[Exercise directions]
In the items below, repeat the lines word for word. Begin at the line that contains "Segment the trimmed" and stop after the line that contains "M64 74L49 75L45".

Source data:
○ ○ ○ ○ ○ ○ ○

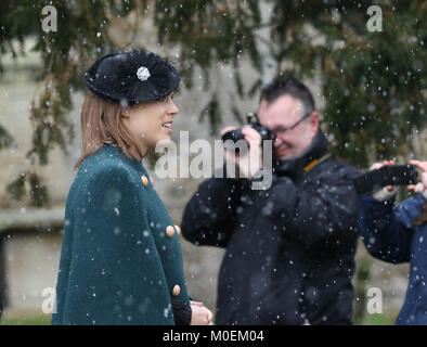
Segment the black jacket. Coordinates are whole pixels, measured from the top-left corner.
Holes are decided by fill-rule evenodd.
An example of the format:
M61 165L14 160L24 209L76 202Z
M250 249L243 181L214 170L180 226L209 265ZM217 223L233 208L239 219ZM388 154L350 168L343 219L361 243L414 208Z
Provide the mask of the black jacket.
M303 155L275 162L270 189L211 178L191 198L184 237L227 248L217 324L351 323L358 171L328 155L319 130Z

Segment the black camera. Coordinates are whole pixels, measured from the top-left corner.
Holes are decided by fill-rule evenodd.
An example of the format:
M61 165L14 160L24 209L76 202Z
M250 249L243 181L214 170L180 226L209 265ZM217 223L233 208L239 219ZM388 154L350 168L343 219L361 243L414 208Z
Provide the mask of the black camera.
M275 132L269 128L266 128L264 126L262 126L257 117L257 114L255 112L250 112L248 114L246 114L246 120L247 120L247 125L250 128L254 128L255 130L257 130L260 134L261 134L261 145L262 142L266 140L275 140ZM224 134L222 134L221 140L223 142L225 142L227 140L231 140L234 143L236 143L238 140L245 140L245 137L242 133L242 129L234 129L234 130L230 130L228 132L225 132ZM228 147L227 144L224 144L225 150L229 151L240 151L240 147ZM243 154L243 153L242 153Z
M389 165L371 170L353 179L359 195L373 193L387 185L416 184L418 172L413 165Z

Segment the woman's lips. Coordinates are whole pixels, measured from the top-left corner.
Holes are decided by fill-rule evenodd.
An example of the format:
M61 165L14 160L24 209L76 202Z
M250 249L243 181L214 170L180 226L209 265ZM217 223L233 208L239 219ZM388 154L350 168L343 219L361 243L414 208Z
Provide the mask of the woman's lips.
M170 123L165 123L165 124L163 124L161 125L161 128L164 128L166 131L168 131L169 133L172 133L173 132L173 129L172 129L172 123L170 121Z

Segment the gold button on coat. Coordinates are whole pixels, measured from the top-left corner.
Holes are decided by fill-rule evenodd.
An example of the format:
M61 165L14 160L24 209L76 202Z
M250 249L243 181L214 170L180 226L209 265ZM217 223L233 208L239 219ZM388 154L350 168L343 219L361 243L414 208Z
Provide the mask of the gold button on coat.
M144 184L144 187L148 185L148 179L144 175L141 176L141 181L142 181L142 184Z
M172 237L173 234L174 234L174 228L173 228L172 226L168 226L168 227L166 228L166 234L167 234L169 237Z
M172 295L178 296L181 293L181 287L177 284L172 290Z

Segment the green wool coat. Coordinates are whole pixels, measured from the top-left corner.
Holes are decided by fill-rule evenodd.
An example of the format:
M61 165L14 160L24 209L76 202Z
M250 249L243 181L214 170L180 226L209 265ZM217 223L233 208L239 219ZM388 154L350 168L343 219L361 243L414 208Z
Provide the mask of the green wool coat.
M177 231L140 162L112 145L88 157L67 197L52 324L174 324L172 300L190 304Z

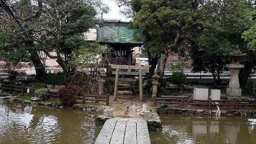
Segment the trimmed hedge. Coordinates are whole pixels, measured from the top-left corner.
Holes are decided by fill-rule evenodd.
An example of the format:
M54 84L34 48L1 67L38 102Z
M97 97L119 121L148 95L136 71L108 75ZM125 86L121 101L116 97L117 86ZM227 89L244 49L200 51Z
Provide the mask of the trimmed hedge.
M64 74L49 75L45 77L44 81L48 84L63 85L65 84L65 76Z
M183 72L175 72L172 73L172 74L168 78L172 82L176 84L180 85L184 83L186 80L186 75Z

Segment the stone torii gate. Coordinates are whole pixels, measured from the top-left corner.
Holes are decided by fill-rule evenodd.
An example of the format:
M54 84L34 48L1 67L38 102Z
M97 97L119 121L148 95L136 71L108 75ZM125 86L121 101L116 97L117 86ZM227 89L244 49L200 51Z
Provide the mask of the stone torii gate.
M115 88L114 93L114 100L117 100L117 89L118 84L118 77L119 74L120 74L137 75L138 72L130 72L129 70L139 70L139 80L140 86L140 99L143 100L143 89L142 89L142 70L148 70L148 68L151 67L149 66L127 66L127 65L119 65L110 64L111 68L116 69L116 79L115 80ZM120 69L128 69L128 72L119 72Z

○ ○ ○ ○ ○ ○ ○

[Solution for this exercise]
Segment the trimmed hedge. Coordinates are whole pixels, measured from the top-left corner.
Holes are decided by fill-rule evenodd.
An example of the format:
M54 84L34 48L1 67L38 102Z
M97 97L119 121L148 95L136 71L108 75ZM125 86L121 101L116 97L117 86ZM227 89L244 49L200 51Z
Provide the mask of the trimmed hedge.
M64 74L49 75L45 77L44 81L48 84L63 85L65 84L65 76Z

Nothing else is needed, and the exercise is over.